Give back the entire listing below, unaltered.

┏━━

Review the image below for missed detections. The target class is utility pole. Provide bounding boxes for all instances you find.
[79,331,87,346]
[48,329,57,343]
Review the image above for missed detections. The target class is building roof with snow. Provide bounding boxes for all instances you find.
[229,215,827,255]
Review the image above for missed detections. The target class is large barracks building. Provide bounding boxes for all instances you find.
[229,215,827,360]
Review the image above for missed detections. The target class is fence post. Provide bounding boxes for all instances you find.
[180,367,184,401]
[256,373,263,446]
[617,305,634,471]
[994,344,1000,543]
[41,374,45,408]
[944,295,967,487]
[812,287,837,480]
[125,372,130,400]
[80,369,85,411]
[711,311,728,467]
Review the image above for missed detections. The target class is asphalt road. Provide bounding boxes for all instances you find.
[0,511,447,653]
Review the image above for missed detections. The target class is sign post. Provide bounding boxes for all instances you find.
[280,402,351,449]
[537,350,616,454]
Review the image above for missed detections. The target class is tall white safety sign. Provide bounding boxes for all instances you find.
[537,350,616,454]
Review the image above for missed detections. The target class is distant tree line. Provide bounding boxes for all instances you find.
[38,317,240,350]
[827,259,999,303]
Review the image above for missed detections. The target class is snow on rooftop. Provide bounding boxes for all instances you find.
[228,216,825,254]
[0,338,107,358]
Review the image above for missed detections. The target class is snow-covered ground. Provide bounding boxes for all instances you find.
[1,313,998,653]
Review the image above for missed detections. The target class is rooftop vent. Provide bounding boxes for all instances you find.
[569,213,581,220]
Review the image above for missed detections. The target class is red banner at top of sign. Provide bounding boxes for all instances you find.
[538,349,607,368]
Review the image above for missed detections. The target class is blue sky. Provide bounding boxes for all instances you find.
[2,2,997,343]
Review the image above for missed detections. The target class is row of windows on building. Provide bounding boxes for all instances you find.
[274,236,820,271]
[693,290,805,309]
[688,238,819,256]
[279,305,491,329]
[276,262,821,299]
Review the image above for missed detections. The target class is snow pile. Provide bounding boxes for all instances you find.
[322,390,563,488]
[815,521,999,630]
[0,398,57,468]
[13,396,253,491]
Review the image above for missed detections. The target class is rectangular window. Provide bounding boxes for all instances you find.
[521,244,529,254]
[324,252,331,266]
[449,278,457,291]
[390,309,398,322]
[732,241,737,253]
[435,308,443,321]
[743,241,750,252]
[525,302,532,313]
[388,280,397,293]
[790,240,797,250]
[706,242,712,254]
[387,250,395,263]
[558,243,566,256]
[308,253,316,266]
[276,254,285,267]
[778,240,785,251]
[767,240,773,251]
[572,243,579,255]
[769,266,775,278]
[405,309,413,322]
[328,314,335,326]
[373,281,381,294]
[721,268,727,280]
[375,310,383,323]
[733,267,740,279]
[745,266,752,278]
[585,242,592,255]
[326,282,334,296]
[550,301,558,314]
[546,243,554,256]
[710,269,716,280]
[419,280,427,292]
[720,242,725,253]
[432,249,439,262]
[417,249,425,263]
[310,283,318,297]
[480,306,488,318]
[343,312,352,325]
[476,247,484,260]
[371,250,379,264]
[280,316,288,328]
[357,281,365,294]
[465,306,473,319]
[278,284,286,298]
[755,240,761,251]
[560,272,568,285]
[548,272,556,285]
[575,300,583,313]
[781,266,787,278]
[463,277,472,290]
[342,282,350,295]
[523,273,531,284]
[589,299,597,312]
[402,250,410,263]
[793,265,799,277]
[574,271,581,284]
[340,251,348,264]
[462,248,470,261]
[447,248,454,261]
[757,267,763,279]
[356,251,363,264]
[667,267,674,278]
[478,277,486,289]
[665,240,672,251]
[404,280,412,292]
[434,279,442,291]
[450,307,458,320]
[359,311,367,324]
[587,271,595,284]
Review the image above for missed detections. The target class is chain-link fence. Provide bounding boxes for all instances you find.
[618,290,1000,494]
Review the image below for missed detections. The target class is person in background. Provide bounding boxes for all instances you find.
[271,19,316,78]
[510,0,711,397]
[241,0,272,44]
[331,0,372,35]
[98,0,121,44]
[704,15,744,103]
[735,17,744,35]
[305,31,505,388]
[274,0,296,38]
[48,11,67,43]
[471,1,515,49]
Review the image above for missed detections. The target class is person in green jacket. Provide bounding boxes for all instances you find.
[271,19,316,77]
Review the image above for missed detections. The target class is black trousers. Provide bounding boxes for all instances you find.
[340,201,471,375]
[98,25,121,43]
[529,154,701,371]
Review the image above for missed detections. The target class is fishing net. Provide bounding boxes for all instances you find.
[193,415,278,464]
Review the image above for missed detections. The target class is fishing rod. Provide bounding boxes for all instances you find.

┗━━

RESPONSE BOX:
Review the image below for missed detections. The target class is utility pole. Provide bounding boxes for all instances you find.
[79,331,87,346]
[48,329,57,343]
Review the image above for missed detections. The target class is building roof with snow. Provide bounding boxes for all instances you find.
[229,215,827,255]
Review the image above for missed detections. The target class is large barracks building. Provide bounding boxes for all instances you find.
[229,215,827,360]
Review the image above for missed detections. The target class is fence post. Provide bounding boxes for all instances you find.
[180,367,184,401]
[256,373,263,446]
[617,305,634,471]
[994,344,1000,543]
[41,374,45,408]
[944,295,967,487]
[812,287,837,480]
[125,372,130,400]
[80,369,85,411]
[711,311,728,467]
Review the image above for missed detections. The target class is asphalt road. Provide bounding boxes for all instances you find.
[0,511,447,653]
Review the image above for missed detections. The target class is sign post. Provide bounding boxes for all instances you find.
[280,402,351,449]
[537,350,616,454]
Review the image above for missed detections. The target class is tall white safety sign. Provide bounding boxes for all instances you find.
[537,350,616,454]
Review the image above for missed detections. The target class is distant tree line. Provide bounding boxes for all instances you find.
[38,317,240,350]
[827,259,999,303]
Review the image above for missed detections. The target class is snow on rooftop. Provide bounding boxes for all instances you find.
[228,216,825,254]
[0,338,107,358]
Review the image above for missed detections. The target class is snow-covered ground. Provide bounding boxes for all instances you find.
[1,313,998,653]
Review the image above for missed detections. The target class is rooftop vent. Provide bounding boxes for all instances you find.
[569,213,581,220]
Review the image above for missed detections. The target class is red banner at top of sign. Provide bounding boxes for all instances you find.
[538,349,607,368]
Review the image above for missed detections. The target class is blue sky. Provide bounding boxes for all instances you find.
[2,2,997,343]
Review the image above for missed detections. The target class is row of windows on building. Provide bounding boxes for all instances you find.
[274,236,820,271]
[693,290,805,309]
[688,238,819,256]
[279,305,491,329]
[276,262,821,299]
Review the image above for missed detections. The target class is snow pile. Provide bounding boxes for all instances you find.
[322,390,563,488]
[815,521,999,630]
[0,398,57,468]
[13,396,253,491]
Review the image above for missed detections. The target class is rectangular window. Provide bounding boxes for all instances you find.
[521,244,529,254]
[324,252,331,266]
[449,278,457,291]
[390,309,398,322]
[732,241,737,253]
[435,308,443,321]
[743,241,750,252]
[525,302,532,313]
[388,280,397,293]
[790,240,797,250]
[706,242,712,254]
[387,250,395,263]
[558,243,566,256]
[308,253,316,266]
[276,254,285,267]
[778,240,785,251]
[767,240,773,251]
[572,243,579,255]
[769,266,775,278]
[405,309,413,322]
[328,314,335,326]
[373,281,381,294]
[721,268,727,280]
[375,310,383,323]
[733,267,740,279]
[745,266,752,278]
[585,242,592,255]
[326,282,334,296]
[550,301,558,314]
[546,243,554,256]
[710,269,716,280]
[419,280,427,292]
[720,242,725,253]
[432,249,439,262]
[417,249,425,263]
[310,283,318,297]
[480,306,488,318]
[343,312,352,325]
[476,247,484,260]
[371,250,379,264]
[280,316,288,328]
[357,281,365,294]
[465,306,473,319]
[278,284,286,298]
[755,240,761,251]
[560,272,568,285]
[548,272,556,285]
[575,300,583,313]
[781,266,787,278]
[463,277,472,290]
[342,282,350,295]
[523,273,531,284]
[589,299,597,312]
[402,250,410,263]
[793,265,799,277]
[574,271,581,284]
[340,251,348,264]
[462,248,470,261]
[447,248,454,261]
[757,267,763,279]
[356,251,363,264]
[667,267,674,278]
[478,277,486,289]
[665,240,672,251]
[404,280,412,292]
[434,279,442,291]
[450,307,458,320]
[359,311,367,324]
[587,271,595,284]
Review the image above for missed detections. The target class is chain-link fence. Provide bounding boxes for all instances you find.
[618,290,1000,494]
Review the image below for missed detections. The target class is person in background. Provide bounding boxes for all instances you find.
[271,19,316,78]
[510,0,711,397]
[241,0,272,44]
[331,0,372,35]
[98,0,121,44]
[704,15,744,103]
[735,17,744,35]
[305,31,505,388]
[274,0,296,38]
[48,11,67,43]
[471,1,515,49]
Review the image above for missed detections. The target class is person in green jacket. Provide bounding boxes for all instances you find.
[271,19,316,77]
Review the image above for missed detections. The target class is black trousers. Provide bounding boxes for all instances you find.
[340,201,471,375]
[98,25,121,43]
[529,154,701,371]
Review the image above for missed detections. The target class is fishing net. Provide bounding boxes for all instances you find.
[193,415,278,464]
Review the image above for missed detections. The target class is fishing rod. Provide bounding boxes for all instances you find.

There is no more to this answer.